- _EXERCISE AIM_: From the passage on the Lowenstein Clinic's challenge to prison conditions in Connecticut, copy out word for word the stretch from "The Lowenstein Clinic’s findings" through "sufficient policy changes.".

(Beginning of PASSAGE PROVIDED)

The Lowenstein Clinic’s findings in this first investigation were the focus of a documentary by the Yale Visual Law Project, The Worst of the Worst. The investigation also supported the Lowenstein Clinic’s work advocating for the transfer of more than 20 individual clients out of Northern and negotiating with the DOC about reforms. But the team ultimately resigned from a reform-focused task force after the DOC was unwilling to implement sufficient policy changes.
Since 2017, the Lowenstein Clinic has sought other avenues to challenge human rights violations in Connecticut prisons and especially at Northern, including litigation and advocacy at the state and international levels. The Lowenstein Clinic submitted an allegation letter to the UN Special Rapporteur on Torture in 2019, arguing that conditions at the prison amounted to torture. The letter included direct testimony from 15 individuals who had been subjected to prolonged isolation in the Connecticut DOC. In early 2020, the Special Rapporteur released a statement condemning the DOC for “purposefully inflicting severe pain or suffering, physical or mental, which may well amount to torture."
“Everything that’s been happening to us has been forcibly silenced,” said Kezlyn Méndez, an incarcerated man who contributed testimony for the letter. “It’s important to me to expose how I’ve been mentally and physically victimized, a subject of Northern’s torture, so no one else becomes a subject of that torture and abuse.”
Kyle Lamar Paschal-Barros, who is still incarcerated at Northern while awaiting the facility’s closure, also submitted testimony for the letter. He emphasized the importance of making sure the public knows what’s happening to incarcerated people in real time: “We need to start asking what’s going wrong now. Often, we wait until it’s too late and ask what went wrong in the past. That’s how tragedy happens. When we know what’s going wrong right now, we can start to fix it.”

(End of PASSAGE PROVIDED)
(Beginning of DATA PROVIDED)

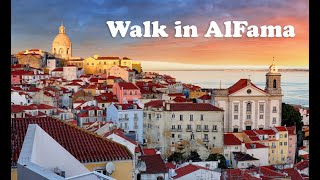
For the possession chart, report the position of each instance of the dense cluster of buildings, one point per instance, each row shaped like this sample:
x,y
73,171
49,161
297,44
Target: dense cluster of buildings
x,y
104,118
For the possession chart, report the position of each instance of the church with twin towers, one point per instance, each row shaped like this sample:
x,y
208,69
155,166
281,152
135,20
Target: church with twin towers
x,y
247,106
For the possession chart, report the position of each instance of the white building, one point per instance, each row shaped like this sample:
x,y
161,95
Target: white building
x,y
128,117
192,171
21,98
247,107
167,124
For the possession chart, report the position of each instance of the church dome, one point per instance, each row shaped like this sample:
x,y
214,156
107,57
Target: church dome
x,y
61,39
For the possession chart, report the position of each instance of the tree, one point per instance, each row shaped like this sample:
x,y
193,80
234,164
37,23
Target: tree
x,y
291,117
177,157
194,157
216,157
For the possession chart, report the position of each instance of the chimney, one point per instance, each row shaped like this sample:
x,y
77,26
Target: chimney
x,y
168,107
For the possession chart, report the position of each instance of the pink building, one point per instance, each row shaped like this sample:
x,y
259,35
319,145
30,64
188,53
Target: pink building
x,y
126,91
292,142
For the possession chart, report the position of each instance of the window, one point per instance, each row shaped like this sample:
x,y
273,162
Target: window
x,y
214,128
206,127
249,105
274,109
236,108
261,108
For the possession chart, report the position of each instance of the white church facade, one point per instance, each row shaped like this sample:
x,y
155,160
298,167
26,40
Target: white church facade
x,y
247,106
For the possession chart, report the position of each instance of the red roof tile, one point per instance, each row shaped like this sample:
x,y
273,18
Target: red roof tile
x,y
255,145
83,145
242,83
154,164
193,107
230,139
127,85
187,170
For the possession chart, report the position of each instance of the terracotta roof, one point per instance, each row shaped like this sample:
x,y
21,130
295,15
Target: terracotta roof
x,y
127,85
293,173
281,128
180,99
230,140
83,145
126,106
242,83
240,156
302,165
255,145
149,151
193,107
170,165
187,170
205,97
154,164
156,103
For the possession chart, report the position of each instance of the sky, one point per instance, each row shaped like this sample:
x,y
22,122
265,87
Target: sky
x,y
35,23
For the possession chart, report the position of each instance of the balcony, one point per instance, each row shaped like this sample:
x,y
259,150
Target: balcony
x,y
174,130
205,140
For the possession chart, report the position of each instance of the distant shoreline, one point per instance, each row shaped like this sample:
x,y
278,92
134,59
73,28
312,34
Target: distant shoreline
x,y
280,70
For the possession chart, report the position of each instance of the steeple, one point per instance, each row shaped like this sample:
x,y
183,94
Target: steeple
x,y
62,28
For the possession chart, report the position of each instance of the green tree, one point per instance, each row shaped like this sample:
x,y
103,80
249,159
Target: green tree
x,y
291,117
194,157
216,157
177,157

(End of DATA PROVIDED)
(Beginning of DATA PROVIDED)

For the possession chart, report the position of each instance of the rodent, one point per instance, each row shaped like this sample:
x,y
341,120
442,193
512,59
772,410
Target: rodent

(End of DATA PROVIDED)

- _RESULT OF THE TASK_:
The Lowenstein Clinic’s findings in this first investigation were the focus of a documentary by the Yale Visual Law Project, The Worst of the Worst. The investigation also supported the Lowenstein Clinic’s work advocating for the transfer of more than 20 individual clients out of Northern and negotiating with the DOC about reforms. But the team ultimately resigned from a reform-focused task force after the DOC was unwilling to implement sufficient policy changes.